_Page text_
··········

The LongTREC consortium has made significant contributions to the field of long-read transcriptomics, with several publications advancing the understanding of gene expression, regulation, and sequencing technologies. Dr. Ralf Herwig co-authored a paper focusing on methods for accurately characterizing full-length isoforms using long-read sequencing technologies like PacBio and Oxford Nanopore. These methods enhance the ability to capture alternative splicing, gene fusion events, and transcript diversity, improving the overall accuracy and efficiency of transcriptomic studies. Additionally, Dr. Herwig and LongTREC student Yalan Bi published a study introducing Isotools 2.0 a computational tool designed to efficiently process and analyze long-read sequencing data. This tool facilitates isoform identification, quantification, and quality assessment, addressing key challenges in transcriptome analysis and improving the scalability of long-read workflows. Another contribution from the LongTREC team includes the development of Icarust, a simulation tool created by Dr. Matthew Loose and LongTREC student Satrio Wibowo at the University of Nottingham. Icarust enhances adaptive sampling in Oxford Nanopore sequencing, enabling selective sequencing of specific transcripts in real-time to improve efficiency and reduce costs. Dr. Kristina Gruden, Dr. Marko Petek, and LongTREC student Nadja Nolte, from the National Institute of Biology in Slovenia, have published a work using long-read RNA sequencing to refine gene models in potato. This research improves transcriptomic accuracy by identifying full-length isoforms and alternative splicing events, supporting more precise genomic research and breeding efforts.
Two review articles have also expanded the understanding of long-read sequencing. First by Dr. Ana Conesa and LongTREC student Tianyuan Liu explores how long-read sequencing is transforming epigenomic studies, enabling direct detection of DNA methylation and RNA modifications. The second review by Dr. Eva Novoa and LongTREC student Xanthi-Lida Katopodi examines the potential of nanopore RNA sequencing in clinical applications, highlighting its ability to capture full-length transcripts and isoform diversity, offering promise for personalized medicine and diagnostics.

··········

_Information provided_
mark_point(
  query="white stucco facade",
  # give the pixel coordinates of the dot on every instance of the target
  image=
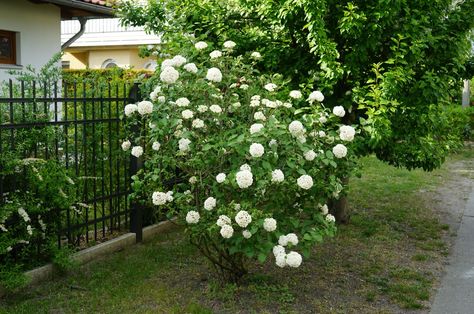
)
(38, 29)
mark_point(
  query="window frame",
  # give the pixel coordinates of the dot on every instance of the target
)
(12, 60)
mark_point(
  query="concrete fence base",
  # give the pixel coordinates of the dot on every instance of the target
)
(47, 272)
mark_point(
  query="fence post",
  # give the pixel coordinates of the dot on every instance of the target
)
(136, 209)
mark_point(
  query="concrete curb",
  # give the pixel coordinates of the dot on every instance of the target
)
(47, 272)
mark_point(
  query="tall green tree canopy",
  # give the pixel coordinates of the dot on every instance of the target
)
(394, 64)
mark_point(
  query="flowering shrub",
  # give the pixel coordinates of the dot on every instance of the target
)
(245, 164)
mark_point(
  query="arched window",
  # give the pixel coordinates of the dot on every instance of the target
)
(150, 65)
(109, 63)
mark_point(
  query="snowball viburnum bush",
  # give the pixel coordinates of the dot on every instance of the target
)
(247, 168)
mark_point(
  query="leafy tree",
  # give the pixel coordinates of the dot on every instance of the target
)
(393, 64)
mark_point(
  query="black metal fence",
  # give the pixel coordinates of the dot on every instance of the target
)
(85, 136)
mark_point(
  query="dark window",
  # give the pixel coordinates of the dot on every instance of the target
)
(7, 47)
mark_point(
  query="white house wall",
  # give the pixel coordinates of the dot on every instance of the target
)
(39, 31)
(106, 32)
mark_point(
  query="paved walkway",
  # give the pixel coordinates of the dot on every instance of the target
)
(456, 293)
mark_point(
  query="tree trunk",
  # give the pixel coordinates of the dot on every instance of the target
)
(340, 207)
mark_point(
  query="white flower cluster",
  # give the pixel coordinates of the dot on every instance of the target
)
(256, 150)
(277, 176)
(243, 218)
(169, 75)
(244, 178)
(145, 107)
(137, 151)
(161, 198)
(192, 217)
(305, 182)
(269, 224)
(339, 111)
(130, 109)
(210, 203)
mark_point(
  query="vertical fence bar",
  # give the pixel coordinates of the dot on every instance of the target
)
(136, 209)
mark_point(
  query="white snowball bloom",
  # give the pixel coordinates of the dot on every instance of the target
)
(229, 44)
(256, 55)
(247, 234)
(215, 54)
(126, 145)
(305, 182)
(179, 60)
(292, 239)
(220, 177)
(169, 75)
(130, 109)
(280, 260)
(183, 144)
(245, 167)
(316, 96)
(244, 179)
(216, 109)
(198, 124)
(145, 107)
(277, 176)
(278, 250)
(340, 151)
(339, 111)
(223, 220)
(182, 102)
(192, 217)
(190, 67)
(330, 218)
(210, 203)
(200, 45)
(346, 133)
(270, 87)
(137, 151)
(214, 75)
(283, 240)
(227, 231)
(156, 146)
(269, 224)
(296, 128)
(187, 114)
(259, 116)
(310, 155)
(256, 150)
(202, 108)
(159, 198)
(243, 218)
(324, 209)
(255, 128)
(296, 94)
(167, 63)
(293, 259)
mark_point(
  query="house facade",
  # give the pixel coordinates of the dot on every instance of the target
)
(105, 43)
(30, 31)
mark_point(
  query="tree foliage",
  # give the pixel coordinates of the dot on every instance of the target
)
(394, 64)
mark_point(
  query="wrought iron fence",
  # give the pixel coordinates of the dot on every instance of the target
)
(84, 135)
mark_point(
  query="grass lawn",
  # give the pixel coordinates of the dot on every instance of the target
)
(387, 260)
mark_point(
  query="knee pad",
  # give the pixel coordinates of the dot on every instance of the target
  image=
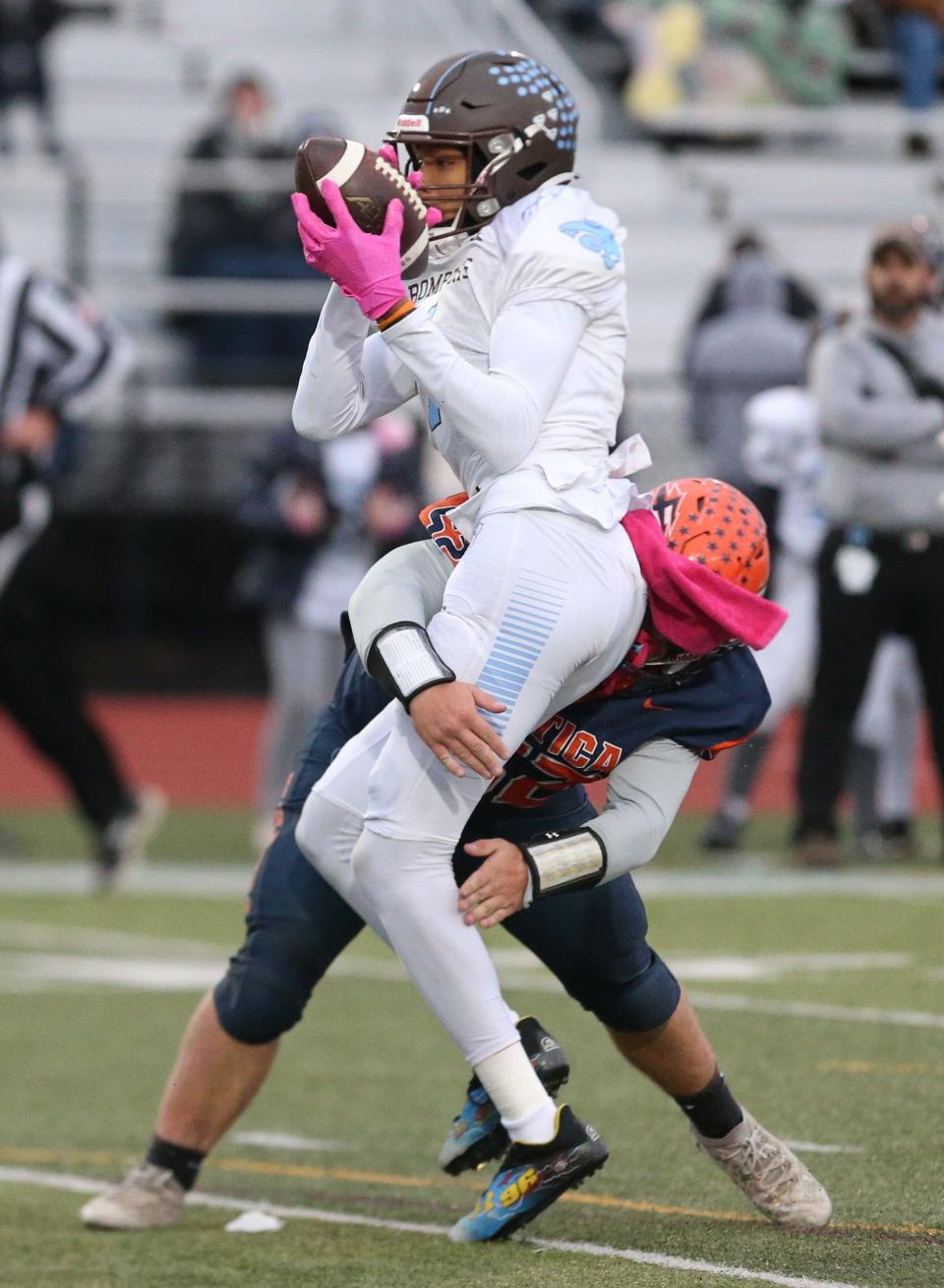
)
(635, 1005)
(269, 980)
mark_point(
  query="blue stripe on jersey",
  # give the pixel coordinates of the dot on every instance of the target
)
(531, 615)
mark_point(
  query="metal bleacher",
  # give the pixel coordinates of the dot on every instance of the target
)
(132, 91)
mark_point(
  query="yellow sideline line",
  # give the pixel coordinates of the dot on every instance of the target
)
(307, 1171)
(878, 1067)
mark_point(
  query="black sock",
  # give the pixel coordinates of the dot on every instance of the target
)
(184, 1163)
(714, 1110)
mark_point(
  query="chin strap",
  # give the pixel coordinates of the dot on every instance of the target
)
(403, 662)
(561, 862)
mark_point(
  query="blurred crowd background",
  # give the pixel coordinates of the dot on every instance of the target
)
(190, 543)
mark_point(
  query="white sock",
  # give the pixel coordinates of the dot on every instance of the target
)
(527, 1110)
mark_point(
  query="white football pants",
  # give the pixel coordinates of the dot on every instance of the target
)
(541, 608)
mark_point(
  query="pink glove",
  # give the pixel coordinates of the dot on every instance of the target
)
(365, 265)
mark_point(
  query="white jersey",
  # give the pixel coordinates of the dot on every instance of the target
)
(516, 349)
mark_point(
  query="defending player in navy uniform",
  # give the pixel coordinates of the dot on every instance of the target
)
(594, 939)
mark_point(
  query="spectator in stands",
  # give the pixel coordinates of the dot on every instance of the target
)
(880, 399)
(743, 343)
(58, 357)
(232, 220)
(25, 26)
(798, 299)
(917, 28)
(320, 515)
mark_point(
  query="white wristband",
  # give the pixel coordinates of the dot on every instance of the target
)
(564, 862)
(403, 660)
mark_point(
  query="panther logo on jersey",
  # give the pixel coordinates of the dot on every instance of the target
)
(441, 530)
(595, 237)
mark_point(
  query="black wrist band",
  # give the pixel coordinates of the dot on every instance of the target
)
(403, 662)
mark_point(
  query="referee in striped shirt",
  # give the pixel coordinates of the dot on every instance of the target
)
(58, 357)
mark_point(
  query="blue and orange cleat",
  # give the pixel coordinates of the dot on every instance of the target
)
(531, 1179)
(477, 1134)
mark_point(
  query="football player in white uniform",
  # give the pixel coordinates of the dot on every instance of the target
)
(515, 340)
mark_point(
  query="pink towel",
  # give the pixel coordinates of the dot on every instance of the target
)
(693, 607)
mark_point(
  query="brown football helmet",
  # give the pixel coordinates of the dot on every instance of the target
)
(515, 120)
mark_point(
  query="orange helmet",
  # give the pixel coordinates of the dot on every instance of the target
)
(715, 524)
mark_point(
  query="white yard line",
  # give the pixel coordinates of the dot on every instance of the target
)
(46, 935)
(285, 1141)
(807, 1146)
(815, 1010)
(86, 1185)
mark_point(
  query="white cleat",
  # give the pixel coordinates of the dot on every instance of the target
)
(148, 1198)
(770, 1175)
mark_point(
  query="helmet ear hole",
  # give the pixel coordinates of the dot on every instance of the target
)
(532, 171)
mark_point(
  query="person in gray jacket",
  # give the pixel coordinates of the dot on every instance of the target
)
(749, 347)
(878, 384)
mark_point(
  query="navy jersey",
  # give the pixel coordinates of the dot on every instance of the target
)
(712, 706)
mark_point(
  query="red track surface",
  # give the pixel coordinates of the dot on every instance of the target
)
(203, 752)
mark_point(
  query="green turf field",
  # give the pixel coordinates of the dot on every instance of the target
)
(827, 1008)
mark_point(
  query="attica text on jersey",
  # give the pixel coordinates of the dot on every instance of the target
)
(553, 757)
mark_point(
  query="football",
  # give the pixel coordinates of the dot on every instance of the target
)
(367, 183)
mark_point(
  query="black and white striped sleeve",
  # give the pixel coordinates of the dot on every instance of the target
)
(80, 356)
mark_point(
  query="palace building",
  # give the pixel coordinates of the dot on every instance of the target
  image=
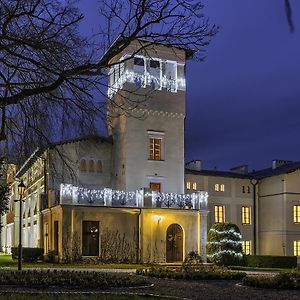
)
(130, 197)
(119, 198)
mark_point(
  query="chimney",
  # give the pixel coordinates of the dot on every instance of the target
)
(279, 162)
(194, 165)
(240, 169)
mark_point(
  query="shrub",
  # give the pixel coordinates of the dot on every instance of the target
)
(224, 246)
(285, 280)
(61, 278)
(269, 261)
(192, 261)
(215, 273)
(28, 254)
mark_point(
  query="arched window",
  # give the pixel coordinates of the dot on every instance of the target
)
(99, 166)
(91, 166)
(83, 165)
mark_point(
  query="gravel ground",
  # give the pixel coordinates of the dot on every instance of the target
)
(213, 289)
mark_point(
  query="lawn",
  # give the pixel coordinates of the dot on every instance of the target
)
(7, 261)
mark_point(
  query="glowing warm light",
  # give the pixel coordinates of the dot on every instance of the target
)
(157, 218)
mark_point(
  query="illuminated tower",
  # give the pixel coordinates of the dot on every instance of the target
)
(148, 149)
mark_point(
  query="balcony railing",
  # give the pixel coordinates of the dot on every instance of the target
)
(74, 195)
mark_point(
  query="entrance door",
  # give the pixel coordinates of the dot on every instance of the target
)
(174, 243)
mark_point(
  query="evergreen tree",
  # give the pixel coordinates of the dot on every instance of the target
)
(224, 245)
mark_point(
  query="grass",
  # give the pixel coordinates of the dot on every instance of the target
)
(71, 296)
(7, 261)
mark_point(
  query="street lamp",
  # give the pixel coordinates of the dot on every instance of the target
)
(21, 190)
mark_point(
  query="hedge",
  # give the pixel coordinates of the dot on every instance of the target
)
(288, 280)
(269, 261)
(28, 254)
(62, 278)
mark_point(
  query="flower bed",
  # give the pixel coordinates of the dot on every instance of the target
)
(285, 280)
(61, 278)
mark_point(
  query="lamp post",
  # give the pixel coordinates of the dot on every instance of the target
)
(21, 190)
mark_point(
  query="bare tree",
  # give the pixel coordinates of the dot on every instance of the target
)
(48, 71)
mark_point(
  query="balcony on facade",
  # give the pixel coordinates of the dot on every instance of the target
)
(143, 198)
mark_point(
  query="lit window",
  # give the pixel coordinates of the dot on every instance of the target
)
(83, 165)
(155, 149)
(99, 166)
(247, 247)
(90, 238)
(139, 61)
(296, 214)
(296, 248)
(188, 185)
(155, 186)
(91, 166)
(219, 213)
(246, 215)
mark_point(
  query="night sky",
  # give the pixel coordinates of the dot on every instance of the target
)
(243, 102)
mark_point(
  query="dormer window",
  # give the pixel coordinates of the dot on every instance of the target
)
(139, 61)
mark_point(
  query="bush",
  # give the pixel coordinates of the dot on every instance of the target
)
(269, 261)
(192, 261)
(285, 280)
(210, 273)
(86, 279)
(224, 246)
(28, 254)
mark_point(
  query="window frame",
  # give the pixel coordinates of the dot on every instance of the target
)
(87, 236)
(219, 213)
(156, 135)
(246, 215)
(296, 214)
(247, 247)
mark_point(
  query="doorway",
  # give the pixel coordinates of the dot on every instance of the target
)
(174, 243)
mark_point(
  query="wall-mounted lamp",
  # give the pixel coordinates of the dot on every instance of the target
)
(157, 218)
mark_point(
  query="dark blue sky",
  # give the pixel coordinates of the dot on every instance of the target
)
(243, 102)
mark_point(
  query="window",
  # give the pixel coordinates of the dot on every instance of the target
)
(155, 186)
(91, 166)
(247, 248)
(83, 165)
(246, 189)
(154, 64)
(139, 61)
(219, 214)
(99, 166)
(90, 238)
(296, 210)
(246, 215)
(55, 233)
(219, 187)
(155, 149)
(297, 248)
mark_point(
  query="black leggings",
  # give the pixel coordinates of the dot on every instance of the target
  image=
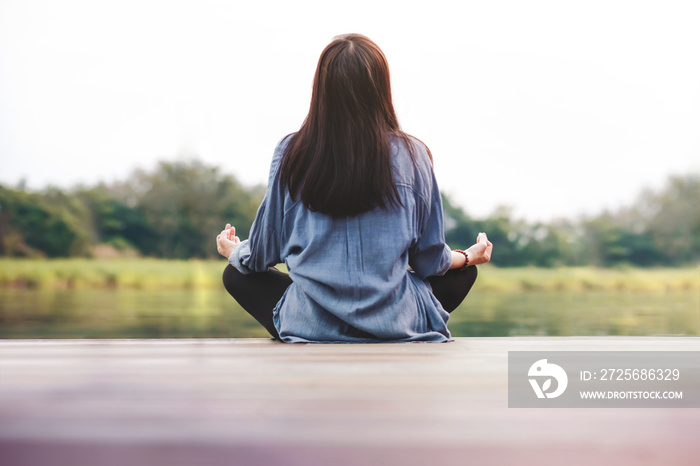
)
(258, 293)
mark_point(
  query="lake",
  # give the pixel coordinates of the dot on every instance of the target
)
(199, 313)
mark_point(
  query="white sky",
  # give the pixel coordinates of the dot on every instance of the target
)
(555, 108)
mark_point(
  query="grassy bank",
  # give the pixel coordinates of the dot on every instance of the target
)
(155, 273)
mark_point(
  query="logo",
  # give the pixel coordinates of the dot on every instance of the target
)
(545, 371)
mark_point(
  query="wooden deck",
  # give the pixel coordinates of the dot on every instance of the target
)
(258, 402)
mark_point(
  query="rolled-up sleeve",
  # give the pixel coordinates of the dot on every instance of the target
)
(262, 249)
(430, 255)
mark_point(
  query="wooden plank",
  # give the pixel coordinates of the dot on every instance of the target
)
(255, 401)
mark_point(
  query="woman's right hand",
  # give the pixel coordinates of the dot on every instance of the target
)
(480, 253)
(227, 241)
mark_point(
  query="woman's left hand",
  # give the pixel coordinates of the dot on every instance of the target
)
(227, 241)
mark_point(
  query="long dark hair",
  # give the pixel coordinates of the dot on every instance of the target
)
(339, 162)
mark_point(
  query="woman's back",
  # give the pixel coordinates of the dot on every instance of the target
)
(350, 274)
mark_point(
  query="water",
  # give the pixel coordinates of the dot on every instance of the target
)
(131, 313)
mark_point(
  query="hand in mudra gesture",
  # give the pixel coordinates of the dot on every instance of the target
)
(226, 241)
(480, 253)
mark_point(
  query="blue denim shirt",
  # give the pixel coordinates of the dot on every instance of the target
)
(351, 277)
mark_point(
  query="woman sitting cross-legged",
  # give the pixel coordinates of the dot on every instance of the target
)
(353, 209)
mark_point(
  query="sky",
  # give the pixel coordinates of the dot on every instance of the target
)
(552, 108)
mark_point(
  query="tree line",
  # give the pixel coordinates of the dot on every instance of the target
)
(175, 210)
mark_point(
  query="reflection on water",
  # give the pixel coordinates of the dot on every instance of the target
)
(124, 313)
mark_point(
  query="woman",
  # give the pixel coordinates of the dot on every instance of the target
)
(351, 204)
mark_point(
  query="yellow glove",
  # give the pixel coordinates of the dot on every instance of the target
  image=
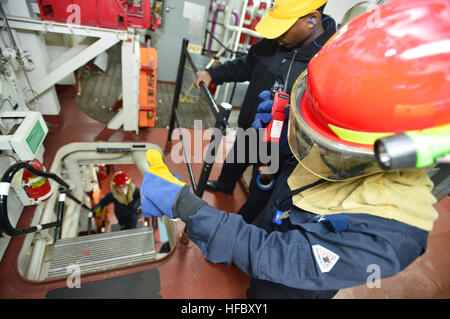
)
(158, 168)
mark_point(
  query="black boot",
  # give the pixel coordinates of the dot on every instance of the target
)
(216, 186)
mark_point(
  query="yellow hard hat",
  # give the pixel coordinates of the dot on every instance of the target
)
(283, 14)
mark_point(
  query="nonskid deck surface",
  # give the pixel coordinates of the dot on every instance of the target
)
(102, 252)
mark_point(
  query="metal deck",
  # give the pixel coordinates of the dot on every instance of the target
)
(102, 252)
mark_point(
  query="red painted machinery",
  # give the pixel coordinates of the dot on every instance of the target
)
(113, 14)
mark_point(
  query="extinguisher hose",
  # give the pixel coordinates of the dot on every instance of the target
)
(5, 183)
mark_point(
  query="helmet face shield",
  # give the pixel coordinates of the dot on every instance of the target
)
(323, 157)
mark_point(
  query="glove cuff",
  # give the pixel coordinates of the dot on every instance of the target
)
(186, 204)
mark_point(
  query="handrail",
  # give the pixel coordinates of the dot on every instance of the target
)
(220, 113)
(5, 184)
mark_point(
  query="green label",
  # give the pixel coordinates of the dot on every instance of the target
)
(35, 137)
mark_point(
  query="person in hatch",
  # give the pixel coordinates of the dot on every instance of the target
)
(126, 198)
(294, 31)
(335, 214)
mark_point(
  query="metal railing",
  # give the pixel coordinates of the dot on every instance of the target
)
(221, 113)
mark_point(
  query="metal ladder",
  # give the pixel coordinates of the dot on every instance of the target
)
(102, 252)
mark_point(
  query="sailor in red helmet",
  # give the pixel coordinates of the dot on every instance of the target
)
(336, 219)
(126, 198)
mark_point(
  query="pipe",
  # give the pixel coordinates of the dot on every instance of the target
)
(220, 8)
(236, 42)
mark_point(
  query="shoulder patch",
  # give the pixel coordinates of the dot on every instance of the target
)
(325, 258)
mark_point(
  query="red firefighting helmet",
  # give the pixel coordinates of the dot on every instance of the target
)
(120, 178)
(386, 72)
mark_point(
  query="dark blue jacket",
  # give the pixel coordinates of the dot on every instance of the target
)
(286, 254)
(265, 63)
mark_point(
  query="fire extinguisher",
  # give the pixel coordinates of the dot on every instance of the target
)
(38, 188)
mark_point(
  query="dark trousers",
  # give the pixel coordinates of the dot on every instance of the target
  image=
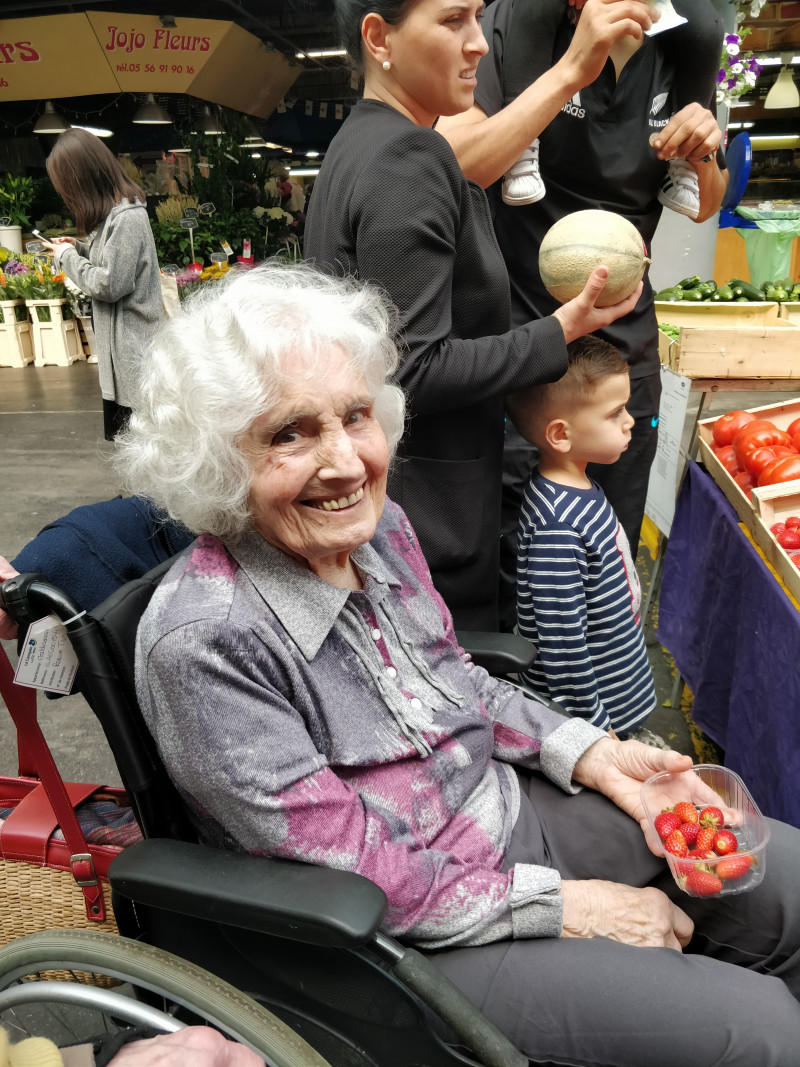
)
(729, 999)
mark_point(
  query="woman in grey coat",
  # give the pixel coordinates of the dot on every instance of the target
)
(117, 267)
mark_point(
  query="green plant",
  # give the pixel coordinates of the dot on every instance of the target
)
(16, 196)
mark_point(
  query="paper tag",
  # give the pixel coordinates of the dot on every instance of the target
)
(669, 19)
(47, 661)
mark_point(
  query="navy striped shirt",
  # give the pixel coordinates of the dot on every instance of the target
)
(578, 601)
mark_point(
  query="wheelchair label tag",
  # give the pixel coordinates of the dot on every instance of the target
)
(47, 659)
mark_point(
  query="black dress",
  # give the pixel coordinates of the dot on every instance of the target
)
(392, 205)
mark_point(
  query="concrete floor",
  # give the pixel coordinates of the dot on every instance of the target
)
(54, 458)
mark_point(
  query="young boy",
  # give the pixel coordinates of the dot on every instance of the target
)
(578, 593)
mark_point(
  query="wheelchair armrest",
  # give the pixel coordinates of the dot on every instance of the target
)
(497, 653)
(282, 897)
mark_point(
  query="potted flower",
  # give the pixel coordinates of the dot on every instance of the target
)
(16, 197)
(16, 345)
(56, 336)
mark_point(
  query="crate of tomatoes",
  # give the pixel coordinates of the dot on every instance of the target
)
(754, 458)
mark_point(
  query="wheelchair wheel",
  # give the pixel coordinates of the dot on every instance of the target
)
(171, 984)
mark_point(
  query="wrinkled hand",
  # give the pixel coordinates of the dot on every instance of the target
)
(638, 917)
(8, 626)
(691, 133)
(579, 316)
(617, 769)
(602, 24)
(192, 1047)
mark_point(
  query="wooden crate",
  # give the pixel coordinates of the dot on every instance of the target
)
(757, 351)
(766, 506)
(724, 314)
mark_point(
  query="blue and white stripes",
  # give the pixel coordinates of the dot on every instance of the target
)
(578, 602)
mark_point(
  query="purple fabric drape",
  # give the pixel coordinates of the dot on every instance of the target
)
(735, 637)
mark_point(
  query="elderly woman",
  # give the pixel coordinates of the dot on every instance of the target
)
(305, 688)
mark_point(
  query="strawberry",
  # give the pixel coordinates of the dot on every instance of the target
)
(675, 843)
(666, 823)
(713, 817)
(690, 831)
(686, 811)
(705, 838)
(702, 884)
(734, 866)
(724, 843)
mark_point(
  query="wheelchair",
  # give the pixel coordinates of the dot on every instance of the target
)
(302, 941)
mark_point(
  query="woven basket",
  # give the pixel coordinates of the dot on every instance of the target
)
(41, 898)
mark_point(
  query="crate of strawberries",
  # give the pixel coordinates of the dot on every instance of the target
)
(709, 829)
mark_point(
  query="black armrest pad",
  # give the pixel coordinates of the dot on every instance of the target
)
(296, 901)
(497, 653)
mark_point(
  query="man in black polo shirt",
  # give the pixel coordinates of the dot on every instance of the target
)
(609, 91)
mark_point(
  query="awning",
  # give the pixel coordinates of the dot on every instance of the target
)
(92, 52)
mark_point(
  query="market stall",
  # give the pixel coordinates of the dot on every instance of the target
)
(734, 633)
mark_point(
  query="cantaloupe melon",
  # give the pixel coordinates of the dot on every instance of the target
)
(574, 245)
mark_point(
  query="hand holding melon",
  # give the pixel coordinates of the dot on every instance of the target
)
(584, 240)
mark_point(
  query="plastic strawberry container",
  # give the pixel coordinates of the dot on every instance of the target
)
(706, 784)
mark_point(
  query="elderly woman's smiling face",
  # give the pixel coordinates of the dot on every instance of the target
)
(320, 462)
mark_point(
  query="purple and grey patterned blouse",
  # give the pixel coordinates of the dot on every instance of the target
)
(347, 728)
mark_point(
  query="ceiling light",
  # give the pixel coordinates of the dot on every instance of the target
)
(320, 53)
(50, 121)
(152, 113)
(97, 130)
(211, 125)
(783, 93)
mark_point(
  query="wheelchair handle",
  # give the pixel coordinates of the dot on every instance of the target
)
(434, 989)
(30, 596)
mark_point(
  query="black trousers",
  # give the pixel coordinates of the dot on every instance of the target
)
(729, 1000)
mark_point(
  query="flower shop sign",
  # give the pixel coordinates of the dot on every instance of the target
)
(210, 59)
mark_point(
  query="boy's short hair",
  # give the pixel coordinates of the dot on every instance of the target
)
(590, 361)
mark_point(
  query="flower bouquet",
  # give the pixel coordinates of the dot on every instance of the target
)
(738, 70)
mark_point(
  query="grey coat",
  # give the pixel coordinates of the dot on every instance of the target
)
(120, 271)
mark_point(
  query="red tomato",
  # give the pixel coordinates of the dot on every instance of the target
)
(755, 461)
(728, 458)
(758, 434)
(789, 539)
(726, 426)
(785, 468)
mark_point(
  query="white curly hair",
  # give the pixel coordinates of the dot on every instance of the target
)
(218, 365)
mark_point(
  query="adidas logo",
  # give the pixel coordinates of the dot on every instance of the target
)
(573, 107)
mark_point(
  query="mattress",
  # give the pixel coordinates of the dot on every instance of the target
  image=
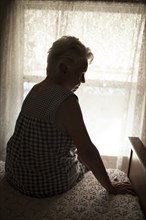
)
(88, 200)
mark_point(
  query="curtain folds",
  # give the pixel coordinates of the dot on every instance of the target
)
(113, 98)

··········

_Questions_
(1) According to the page text, which institution are Dr. Kristina Gruden, Dr. Marko Petek, and Nadja Nolte from?
(2) Change the page text by giving it again from the words that have "Two review articles" through "medicine and diagnostics.", with "clinical applications" replaced by "clinical settings".

_Results for the exercise_
(1) The National Institute of Biology in Slovenia.

(2)
Two review articles have also expanded the understanding of long-read sequencing. First by Dr. Ana Conesa and LongTREC student Tianyuan Liu explores how long-read sequencing is transforming epigenomic studies, enabling direct detection of DNA methylation and RNA modifications. The second review by Dr. Eva Novoa and LongTREC student Xanthi-Lida Katopodi examines the potential of nanopore RNA sequencing in clinical settings, highlighting its ability to capture full-length transcripts and isoform diversity, offering promise for personalized medicine and diagnostics.